Activities –
**1.** Decide whether each statement below agrees with the homestead passage, answering yes or no and quoting the words that decide it. (a) The cottage garden sits right outside the kitchen. (b) The family's fruit trees grow in the main garden. (c) The children begin doing chores at two and three years old.
**2.** Please name the perennials the family grows, according to the homestead passage.

Reading passage –

▼▼▼

By now, they knew what to do with the land and how to make the best use of it: The family established one large, main garden for growing their staple crops—such as potatoes, beets, carrots, onions, and garlic, as well as big rows of broccoli and cauliflower. Then there were the perennials—grapes and raspberries.

Adjacent to the house, there is the “cottage garden,” as Carolyn calls it, which is right outside the kitchen. Here, she grows her herbs for seasoning, lettuce and cherry tomatoes for a quick salad, and a few flowers.

Then there is an area out front they call “the forest garden” where they have their fruit trees and some wild edibles tucked here and there.

But beyond mere sustenance, life on the homestead has helped the children bloom—not just in terms of developing good health and natural immunity, but also in their character and confidence.

“It allows each member of our family to know that they’re valued and a valuable part of the family,” Carolyn said. “We all have what we call ‘morning chores’ and ‘evening chores,’ and everybody knows what they need to do in order to get all the basics done.”

(Courtesy of Carolyn Thomas)

Some will be out feeding the animals or rotating the livestock; others will milk the cows, bring in firewood in the winter, or work around the house.

“We find that the kids, when they’re very young, they want to help,” the mom said. “They want to be involved and they ask to be involved. So when we start giving them chores, when they’re two and three years old, they really want to do it because everyone around them is doing it too.”

There’s nothing more natural for a family than life on a homestead. It’s how people have been living for thousands of years.

▲▲▲

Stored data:

▼▼▼

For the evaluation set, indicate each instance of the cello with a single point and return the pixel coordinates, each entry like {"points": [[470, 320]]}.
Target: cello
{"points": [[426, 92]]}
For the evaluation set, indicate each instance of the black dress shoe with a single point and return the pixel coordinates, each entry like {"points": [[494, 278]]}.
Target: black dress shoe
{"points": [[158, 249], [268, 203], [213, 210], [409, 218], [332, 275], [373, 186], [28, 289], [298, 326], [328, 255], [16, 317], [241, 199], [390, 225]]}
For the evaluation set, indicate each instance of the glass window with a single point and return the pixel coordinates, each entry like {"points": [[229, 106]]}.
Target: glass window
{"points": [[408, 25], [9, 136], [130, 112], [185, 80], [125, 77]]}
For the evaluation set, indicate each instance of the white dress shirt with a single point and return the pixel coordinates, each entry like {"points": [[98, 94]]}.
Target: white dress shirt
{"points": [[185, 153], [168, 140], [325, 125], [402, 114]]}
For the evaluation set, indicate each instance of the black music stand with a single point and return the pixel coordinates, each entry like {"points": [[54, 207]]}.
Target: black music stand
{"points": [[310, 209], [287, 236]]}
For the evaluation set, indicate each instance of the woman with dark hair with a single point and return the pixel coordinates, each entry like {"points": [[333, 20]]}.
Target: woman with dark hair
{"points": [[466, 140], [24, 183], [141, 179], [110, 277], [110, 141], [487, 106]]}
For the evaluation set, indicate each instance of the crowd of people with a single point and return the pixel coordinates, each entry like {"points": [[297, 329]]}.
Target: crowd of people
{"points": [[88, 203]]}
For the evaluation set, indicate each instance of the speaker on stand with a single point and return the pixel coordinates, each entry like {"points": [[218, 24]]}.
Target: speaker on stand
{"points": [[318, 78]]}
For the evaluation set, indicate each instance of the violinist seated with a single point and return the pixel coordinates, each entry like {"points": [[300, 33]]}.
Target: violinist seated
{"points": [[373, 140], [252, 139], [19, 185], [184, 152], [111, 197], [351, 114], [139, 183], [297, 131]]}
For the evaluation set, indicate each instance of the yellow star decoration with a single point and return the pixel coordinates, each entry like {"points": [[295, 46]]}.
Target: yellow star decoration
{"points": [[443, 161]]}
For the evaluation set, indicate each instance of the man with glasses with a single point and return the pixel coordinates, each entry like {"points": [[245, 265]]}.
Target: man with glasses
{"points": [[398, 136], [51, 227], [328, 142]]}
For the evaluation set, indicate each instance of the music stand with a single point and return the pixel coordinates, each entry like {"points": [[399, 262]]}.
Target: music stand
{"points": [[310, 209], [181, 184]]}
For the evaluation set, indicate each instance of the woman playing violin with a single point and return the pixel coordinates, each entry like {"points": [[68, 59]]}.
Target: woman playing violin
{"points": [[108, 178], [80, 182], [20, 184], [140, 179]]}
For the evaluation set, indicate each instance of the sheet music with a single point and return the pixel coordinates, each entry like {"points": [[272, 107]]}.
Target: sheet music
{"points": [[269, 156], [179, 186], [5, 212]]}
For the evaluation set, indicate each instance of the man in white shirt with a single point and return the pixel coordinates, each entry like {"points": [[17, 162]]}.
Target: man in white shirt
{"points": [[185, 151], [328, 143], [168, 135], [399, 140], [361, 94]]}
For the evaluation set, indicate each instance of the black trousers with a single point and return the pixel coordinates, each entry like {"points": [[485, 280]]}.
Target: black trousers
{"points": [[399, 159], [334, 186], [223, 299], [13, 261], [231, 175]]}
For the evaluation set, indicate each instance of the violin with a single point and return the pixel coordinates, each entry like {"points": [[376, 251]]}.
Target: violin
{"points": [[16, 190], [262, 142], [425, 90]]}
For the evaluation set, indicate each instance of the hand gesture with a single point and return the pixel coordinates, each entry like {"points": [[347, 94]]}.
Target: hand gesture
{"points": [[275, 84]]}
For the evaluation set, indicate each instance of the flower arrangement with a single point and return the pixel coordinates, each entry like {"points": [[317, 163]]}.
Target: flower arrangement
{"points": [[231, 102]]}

▲▲▲

Solved problems –
**1.**
(a) Yes: "which is right outside the kitchen"
(b) No: "an area out front they call “the forest garden” where they have their fruit trees"
(c) Yes: "when they’re two and three years old"

**2.** Grapes and raspberries.